SHORT PROBLEM - Could you recast every line of the listing below as a JSON array of strings, with one string per line and blank lines omitted?

MATERIAL TO PROCESS -
────────────────────

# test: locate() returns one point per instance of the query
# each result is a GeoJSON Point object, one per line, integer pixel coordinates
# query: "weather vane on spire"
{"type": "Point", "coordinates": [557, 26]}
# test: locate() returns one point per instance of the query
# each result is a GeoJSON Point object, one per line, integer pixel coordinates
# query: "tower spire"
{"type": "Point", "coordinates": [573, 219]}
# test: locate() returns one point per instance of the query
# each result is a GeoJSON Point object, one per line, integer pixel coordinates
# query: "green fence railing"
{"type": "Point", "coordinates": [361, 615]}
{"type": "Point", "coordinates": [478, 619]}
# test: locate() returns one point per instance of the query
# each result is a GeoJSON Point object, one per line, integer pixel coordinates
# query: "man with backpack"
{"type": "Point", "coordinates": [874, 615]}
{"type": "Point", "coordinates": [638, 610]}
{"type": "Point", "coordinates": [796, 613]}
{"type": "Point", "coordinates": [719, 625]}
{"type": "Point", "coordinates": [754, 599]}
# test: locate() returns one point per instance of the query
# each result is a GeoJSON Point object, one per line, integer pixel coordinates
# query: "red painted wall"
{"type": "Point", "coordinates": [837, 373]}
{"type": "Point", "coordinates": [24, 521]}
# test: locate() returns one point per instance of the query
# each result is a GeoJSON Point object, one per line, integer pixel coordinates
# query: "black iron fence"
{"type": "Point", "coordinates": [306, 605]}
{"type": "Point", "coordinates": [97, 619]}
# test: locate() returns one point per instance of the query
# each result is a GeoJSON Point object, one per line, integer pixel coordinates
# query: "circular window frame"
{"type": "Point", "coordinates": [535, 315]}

────────────────────

OUTPUT FOR THIS EXERCISE -
[
  "# test: locate() returns one point per instance of the query",
  "# each result is a GeoJSON Point object, one per line, integer pixel coordinates",
  "# query: \"weather vane on spire\"",
  "{\"type\": \"Point\", \"coordinates\": [557, 26]}",
  "# test: locate() returns one point per instance of the query",
  "# each result is a GeoJSON Point object, one per line, integer pixel coordinates",
  "# query: \"tower spire\"",
  "{\"type\": \"Point\", \"coordinates\": [573, 219]}",
  "# test: locate() returns one point per instance of the query",
  "# each result is a GeoJSON Point object, one per line, integer pixel coordinates",
  "# query: \"green fence railing\"",
  "{\"type\": \"Point\", \"coordinates\": [361, 615]}",
  "{\"type\": \"Point\", \"coordinates\": [478, 619]}",
  "# test: locate() returns one point per instance of the query",
  "# each result is a GeoJSON Point object, one per line, integer pixel coordinates",
  "# query: \"man with backpack\"",
  "{\"type\": \"Point\", \"coordinates\": [874, 615]}",
  "{\"type\": \"Point\", \"coordinates\": [638, 610]}",
  "{\"type\": \"Point\", \"coordinates\": [796, 613]}",
  "{\"type\": \"Point\", \"coordinates\": [719, 625]}",
  "{\"type\": \"Point\", \"coordinates\": [754, 599]}",
  "# test: locate() returns one point per instance of the query",
  "# each result is a GeoJSON Point object, one per line, integer pixel coordinates",
  "# query: \"red painted wall\"",
  "{\"type\": \"Point\", \"coordinates\": [837, 373]}",
  "{\"type\": \"Point\", \"coordinates\": [24, 521]}",
  "# test: locate() returns one point per instance of the query",
  "# each result is a GeoJSON Point object, one per line, integer pixel coordinates",
  "# query: \"black iron fence\"",
  "{\"type\": \"Point\", \"coordinates\": [306, 605]}",
  "{\"type\": \"Point\", \"coordinates\": [97, 619]}",
  "# test: locate() returns one point per instance of the query",
  "# each result is a GeoJSON Point object, one per line, integer pixel coordinates",
  "# query: \"circular window frame\"",
  "{\"type\": \"Point\", \"coordinates\": [535, 315]}"
]